[[ Task data open ]]

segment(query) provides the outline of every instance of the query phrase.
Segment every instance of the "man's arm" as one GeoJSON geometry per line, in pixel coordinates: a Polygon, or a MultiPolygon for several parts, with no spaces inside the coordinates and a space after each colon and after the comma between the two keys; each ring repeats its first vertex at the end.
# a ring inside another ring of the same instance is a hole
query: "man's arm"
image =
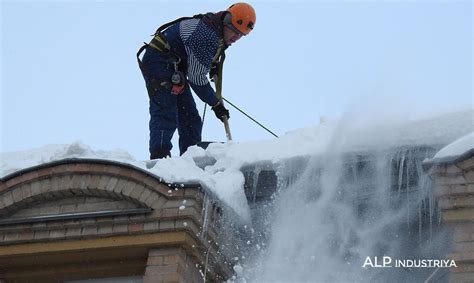
{"type": "Polygon", "coordinates": [[[180,33],[188,55],[188,82],[196,95],[210,106],[219,101],[207,78],[212,57],[217,52],[217,34],[200,21],[191,20],[180,26],[180,33]]]}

[[ Task data closed ]]

> _Exercise directions_:
A faithful copy of the data above is wanted, with every image left out.

> _Written solution_:
segment(query) provides the outline of every instance of the query phrase.
Segment every instance of the "man's arm" as one GeoJSON geometry per line, in pixel coordinates: a Polygon, or a MultiPolygon for several parts, with no spaces inside the coordinates and a space after each colon and after the comma between the two keys; each ring repeats its first vertex at the end.
# a ring inside another ring of the same instance is a hole
query: "man's arm"
image =
{"type": "Polygon", "coordinates": [[[180,33],[188,55],[188,82],[196,95],[210,106],[219,101],[207,78],[212,57],[217,52],[217,34],[200,21],[191,20],[180,26],[180,33]]]}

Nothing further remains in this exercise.